PROBLEM TO WORK ON:
Please reproduce each of the lines below word for word, leaving nothing out and changing nothing.

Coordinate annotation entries
• • • • •

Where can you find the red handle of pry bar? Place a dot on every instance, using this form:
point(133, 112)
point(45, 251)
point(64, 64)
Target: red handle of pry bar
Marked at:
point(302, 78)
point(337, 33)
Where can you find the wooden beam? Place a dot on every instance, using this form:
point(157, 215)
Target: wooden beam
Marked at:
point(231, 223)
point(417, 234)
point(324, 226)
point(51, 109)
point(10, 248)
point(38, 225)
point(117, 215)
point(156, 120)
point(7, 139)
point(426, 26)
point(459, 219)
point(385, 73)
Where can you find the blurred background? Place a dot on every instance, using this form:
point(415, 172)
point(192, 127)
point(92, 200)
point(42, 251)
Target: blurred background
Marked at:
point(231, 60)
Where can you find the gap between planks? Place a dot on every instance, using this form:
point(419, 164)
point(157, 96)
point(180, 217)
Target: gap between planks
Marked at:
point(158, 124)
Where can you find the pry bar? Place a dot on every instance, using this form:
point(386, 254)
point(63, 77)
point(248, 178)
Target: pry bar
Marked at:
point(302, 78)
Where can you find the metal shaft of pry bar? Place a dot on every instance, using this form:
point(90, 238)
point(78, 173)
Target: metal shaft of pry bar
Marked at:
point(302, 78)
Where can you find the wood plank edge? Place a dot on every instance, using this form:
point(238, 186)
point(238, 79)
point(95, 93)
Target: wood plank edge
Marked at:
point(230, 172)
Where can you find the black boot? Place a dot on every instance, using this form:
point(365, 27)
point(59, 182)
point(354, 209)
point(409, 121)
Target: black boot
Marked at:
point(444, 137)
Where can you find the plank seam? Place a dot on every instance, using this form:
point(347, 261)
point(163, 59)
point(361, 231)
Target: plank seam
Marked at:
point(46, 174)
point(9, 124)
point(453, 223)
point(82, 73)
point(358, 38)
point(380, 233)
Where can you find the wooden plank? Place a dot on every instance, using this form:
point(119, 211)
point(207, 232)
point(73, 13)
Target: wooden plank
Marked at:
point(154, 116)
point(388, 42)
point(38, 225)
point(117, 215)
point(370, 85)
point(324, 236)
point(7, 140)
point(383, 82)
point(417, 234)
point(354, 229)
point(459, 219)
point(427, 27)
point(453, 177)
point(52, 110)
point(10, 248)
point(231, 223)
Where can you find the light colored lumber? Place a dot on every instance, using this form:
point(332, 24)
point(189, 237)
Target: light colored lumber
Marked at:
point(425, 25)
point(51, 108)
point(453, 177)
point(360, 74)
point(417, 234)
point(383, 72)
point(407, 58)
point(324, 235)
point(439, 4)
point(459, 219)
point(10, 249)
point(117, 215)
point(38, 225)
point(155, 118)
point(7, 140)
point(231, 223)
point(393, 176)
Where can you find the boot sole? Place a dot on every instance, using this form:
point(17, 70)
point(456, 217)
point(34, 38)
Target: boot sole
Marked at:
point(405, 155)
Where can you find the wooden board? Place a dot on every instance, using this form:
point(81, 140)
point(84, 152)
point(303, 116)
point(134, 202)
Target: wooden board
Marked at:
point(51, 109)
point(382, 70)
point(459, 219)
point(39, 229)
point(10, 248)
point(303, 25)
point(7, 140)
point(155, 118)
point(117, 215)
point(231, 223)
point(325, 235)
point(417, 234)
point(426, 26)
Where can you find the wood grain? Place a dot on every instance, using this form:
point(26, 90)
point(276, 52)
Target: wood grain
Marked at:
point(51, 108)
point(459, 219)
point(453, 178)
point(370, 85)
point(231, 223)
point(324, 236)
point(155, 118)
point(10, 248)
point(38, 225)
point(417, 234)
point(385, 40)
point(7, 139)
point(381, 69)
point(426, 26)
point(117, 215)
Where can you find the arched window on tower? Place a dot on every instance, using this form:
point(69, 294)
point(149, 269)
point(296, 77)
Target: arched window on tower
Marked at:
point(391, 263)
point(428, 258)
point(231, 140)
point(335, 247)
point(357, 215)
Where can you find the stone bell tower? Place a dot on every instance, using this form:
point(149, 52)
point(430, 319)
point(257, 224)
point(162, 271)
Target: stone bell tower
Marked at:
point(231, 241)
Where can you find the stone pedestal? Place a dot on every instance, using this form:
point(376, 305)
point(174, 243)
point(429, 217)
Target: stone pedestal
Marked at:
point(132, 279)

• • • • •

PROBLEM SOLUTION:
Where can you find the red handle of pry bar? Place a dot on every instance, using this form:
point(133, 112)
point(45, 251)
point(64, 64)
Target: red handle of pry bar
Marked at:
point(302, 78)
point(337, 33)
Where can you find the wooden beam? Place a dot on every instance, using this form:
point(157, 215)
Target: wooden beam
Marked at:
point(231, 223)
point(417, 234)
point(324, 226)
point(51, 109)
point(10, 248)
point(38, 225)
point(117, 215)
point(156, 120)
point(7, 139)
point(426, 26)
point(459, 219)
point(385, 73)
Where can you find the blurred background? Place a dot on every instance, using this form:
point(415, 172)
point(192, 127)
point(92, 200)
point(42, 251)
Target: blurred background
Marked at:
point(231, 60)
Where can you find the gap between planks? Place a dot on every instance, using this form:
point(419, 164)
point(157, 96)
point(180, 217)
Target: gap between planks
Marked at:
point(158, 124)
Where can you find the pry bar? Place a dot on every instance, using this form:
point(386, 254)
point(63, 77)
point(248, 178)
Target: pry bar
Marked at:
point(302, 78)
Where can you find the metal shaft of pry bar? Place a dot on every instance, using this form:
point(90, 238)
point(78, 173)
Target: metal shaft of pry bar
Marked at:
point(302, 78)
Where can you find the wood plank edge? Place a dot on every instance, using this form:
point(238, 186)
point(238, 79)
point(95, 93)
Target: wood plank edge
Marked at:
point(230, 172)
Where can you find the black boot? Place a dot on every instance, using this form:
point(365, 27)
point(59, 182)
point(354, 209)
point(409, 121)
Target: black boot
Marked at:
point(444, 137)
Where can you find the plank seam? Place a dot on every instance, using this form:
point(347, 261)
point(163, 59)
point(361, 231)
Target: plank seam
Marked at:
point(46, 174)
point(9, 124)
point(453, 223)
point(82, 73)
point(358, 38)
point(380, 233)
Where can you find the wooden plank? Place a dot on every instance, using this form:
point(119, 211)
point(207, 232)
point(73, 13)
Target: wooden plank
Marked at:
point(154, 116)
point(388, 42)
point(38, 225)
point(117, 215)
point(370, 85)
point(324, 236)
point(7, 140)
point(383, 82)
point(417, 234)
point(354, 229)
point(459, 219)
point(427, 27)
point(453, 177)
point(52, 110)
point(10, 248)
point(231, 223)
Where can you find the light colored lumber? Place a dot on every instance, using this form:
point(332, 24)
point(189, 237)
Target: light colored lumber
Marked at:
point(425, 25)
point(51, 108)
point(453, 177)
point(360, 74)
point(417, 234)
point(383, 72)
point(407, 58)
point(324, 235)
point(439, 4)
point(459, 219)
point(10, 249)
point(117, 215)
point(38, 225)
point(155, 118)
point(7, 140)
point(231, 223)
point(393, 176)
Where can you find the boot sole? Place a dot on every instance, using this form:
point(17, 70)
point(456, 217)
point(34, 38)
Target: boot sole
Marked at:
point(405, 155)
Where can you find the wooden board? Place a dot on every instance, using this form:
point(81, 140)
point(84, 152)
point(303, 116)
point(134, 202)
Target: wooden board
Marked at:
point(51, 109)
point(382, 70)
point(459, 219)
point(39, 229)
point(10, 248)
point(303, 25)
point(7, 140)
point(155, 118)
point(117, 215)
point(231, 223)
point(325, 235)
point(417, 234)
point(426, 26)
Where can you find the wood grain? Place a dot on every instance, using this form:
point(26, 90)
point(276, 52)
Target: wood grain
Marked at:
point(51, 108)
point(459, 219)
point(453, 178)
point(370, 85)
point(231, 223)
point(324, 236)
point(155, 118)
point(10, 248)
point(38, 225)
point(417, 234)
point(385, 40)
point(7, 139)
point(381, 69)
point(426, 26)
point(117, 215)
Where can you find the arched window on tower? Place a dot on every instance, using this form:
point(69, 294)
point(149, 269)
point(296, 77)
Target: arched window on tower
Marked at:
point(391, 263)
point(428, 258)
point(231, 140)
point(335, 247)
point(357, 215)
Where can you find the stone bell tower? Place a dot on every instance, using this form:
point(149, 52)
point(430, 319)
point(257, 224)
point(162, 271)
Target: stone bell tower
Marked at:
point(231, 241)
Where can you find the stone pedestal? Place a dot on every instance, using this form:
point(376, 305)
point(174, 243)
point(429, 217)
Target: stone pedestal
Marked at:
point(132, 279)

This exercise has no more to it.